[Goal of the exercise] Below are the records. Restate word for word every line from the one that contains "Put a dot on every instance of the black trousers, giving" through the final line, both included.
--
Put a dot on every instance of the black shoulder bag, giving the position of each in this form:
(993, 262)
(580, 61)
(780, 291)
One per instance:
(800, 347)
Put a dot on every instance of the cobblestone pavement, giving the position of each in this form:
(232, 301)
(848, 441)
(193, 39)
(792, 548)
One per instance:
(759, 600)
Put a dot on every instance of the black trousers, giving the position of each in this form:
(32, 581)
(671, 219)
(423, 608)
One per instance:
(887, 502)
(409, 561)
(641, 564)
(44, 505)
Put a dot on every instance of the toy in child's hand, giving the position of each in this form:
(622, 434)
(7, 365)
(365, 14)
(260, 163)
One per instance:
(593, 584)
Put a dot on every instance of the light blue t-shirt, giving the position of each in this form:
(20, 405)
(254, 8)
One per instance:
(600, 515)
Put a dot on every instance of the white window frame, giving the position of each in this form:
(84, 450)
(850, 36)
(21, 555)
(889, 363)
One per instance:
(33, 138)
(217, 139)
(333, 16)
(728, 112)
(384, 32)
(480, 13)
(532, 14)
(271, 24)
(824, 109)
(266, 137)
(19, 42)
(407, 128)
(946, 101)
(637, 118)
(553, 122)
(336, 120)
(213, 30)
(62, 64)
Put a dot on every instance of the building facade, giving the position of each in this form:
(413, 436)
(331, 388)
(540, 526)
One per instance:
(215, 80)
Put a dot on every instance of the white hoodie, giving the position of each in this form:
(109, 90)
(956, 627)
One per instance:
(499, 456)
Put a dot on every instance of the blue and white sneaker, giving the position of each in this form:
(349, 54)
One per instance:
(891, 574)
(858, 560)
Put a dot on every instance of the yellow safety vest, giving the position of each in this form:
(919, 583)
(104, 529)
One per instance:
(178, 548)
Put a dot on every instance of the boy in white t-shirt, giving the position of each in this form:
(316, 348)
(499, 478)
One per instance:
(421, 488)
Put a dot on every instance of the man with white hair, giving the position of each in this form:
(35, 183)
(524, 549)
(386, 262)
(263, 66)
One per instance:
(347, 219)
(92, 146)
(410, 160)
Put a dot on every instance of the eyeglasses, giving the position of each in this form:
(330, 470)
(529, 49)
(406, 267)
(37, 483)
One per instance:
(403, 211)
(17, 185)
--
[Completed exercise]
Put a dot on every instance of the black trousers, giving the position of each in this form:
(32, 581)
(671, 219)
(423, 608)
One per instance:
(887, 502)
(409, 561)
(641, 564)
(44, 505)
Put a dot on every instance of the toy in child's hand, giving the position of each in this form:
(622, 434)
(7, 365)
(365, 14)
(260, 163)
One per instance:
(593, 584)
Put a dot on every instance of the light blue t-shirt, giving the position of each in this form:
(20, 405)
(254, 8)
One per instance:
(600, 515)
Put a dot on every instance of the white window frame, giving the position of each in this form:
(84, 450)
(850, 36)
(21, 555)
(889, 363)
One per instance:
(33, 138)
(217, 139)
(333, 16)
(728, 112)
(384, 32)
(480, 13)
(532, 14)
(271, 24)
(824, 109)
(266, 137)
(19, 42)
(407, 128)
(946, 101)
(637, 118)
(553, 122)
(336, 120)
(213, 30)
(62, 64)
Put a dot on every instance of the building facade, giving the position of each in this form:
(413, 436)
(331, 388)
(540, 526)
One per instance:
(215, 80)
Put a dot on every instance of the white hoodie, giving the position of each in this form:
(109, 90)
(956, 627)
One per instance:
(499, 456)
Put a dot on every instance of the blue and white sneaker, giving the position of each in this form:
(349, 54)
One per instance:
(891, 574)
(858, 560)
Put a dot on every instance of the yellow safety vest, giving the position of each in this form:
(919, 583)
(104, 529)
One per instance:
(178, 548)
Put a dot on every instance of the boy in white t-shirt, giving the position of each in this form:
(316, 348)
(499, 478)
One per instance:
(421, 488)
Put a dot on every instance of the man with white hair, giving the position of each in this form:
(35, 183)
(524, 549)
(386, 262)
(263, 66)
One per instance:
(347, 219)
(92, 146)
(410, 160)
Put a dot on every instance of the eyeglasses, giving the position of each in this form:
(330, 470)
(529, 49)
(406, 267)
(37, 483)
One per instance:
(403, 211)
(17, 185)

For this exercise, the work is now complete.